[RECORDS SUPPLIED — start]
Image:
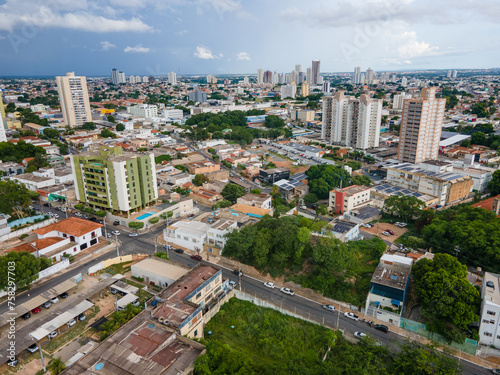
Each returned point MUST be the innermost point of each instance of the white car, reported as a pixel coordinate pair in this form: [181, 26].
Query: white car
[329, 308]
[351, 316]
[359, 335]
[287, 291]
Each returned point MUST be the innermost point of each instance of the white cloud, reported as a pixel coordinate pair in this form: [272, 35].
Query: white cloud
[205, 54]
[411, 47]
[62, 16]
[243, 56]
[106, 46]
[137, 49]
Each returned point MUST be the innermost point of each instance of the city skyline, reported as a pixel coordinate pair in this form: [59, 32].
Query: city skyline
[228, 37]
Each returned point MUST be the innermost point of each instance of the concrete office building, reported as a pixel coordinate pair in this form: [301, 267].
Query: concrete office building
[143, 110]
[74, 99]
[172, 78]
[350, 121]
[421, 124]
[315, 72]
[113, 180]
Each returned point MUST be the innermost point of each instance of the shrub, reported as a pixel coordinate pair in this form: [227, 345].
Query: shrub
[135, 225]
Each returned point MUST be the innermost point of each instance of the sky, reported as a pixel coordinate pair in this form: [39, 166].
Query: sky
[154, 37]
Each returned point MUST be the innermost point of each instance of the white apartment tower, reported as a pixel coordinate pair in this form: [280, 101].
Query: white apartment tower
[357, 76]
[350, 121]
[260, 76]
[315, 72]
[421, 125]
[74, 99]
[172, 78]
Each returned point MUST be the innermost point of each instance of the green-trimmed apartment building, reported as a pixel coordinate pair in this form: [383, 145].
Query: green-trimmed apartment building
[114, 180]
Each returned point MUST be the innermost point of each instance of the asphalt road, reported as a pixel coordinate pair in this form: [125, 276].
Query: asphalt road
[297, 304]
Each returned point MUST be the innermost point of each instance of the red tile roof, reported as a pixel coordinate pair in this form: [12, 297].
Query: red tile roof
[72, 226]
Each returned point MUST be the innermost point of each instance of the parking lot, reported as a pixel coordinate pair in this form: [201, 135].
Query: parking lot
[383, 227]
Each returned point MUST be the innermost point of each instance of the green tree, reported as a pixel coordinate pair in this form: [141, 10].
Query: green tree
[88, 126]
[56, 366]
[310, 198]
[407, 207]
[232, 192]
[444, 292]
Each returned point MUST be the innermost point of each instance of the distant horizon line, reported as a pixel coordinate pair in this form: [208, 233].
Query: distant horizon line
[RECORDS SUPPLIED — finish]
Please copy the entries in full. Leave each image out.

_ANSWER BOX_
Image:
Each returned point MUST be the innermost point of each instance of the white car, reported as a pixel coordinate pair in this form: [181, 26].
Query: white car
[329, 308]
[351, 316]
[359, 335]
[287, 291]
Each returned point MUST be the innermost point of each instance of the white cloud, reported as a pixel coordinate pair in this form: [272, 35].
Query: white cloud
[205, 54]
[411, 47]
[62, 16]
[243, 56]
[106, 46]
[137, 49]
Each returned point MUST be the innermost point of each instance of the city skyline, reported as a pixel coordinate pair in this form: [59, 32].
Query: city skyline
[228, 37]
Each returned point MUST be the innermost point of each instance of the concrete office building, reported as a pixel coordinate pair in this form: [301, 267].
Query: concrete office building
[143, 110]
[74, 99]
[172, 78]
[350, 121]
[421, 124]
[315, 72]
[113, 180]
Each returned point MUST be the innermost point of each instance of the shrub, reported as a pixel coordinate pair in this form: [227, 345].
Query: shrub
[135, 225]
Each returned point MUST be the innermost point of each instance of the sky, reported as a pixel coordinate pair in this form: [39, 166].
Query: sky
[154, 37]
Each returned point MUST be the innermost point of each instance of the white apartment tower, reported as a pixel coordinate pair in this form: [280, 101].
Query: white apartment tower
[357, 76]
[350, 121]
[260, 76]
[315, 72]
[421, 125]
[74, 99]
[172, 78]
Each returned point MUST be the innermost point of each instance of the green-trimmed apartment building, reported as a pixel coordinate pair in this form: [383, 145].
Query: green-trimmed apartment building
[114, 180]
Each returned point MUST be the innermost point of each instance of the asphalt road, reported as a pixel coordinate pair in this form: [125, 276].
Query: asphalt road
[297, 304]
Each returned point MUST be the innermost point of each instance of the red tile roof, reported as a pixel coordinate pair in this form: [12, 297].
Query: red tile roof
[72, 226]
Each returned point MUST be the innermost point of each instance of the parking lot, reported as a pixel coordinate pair in this form: [201, 135].
Query: parking lot
[383, 227]
Each returned point MUST be the innermost point of each instance of the green tree, reported as a pixel coordinate pair in this form: [141, 10].
Query: green tree
[88, 126]
[56, 366]
[310, 198]
[407, 207]
[232, 192]
[444, 292]
Each returned point MUST be the innermost point of each instance of the distant horizon line, reported as a pixel coordinate pair in this form: [208, 233].
Query: distant horizon line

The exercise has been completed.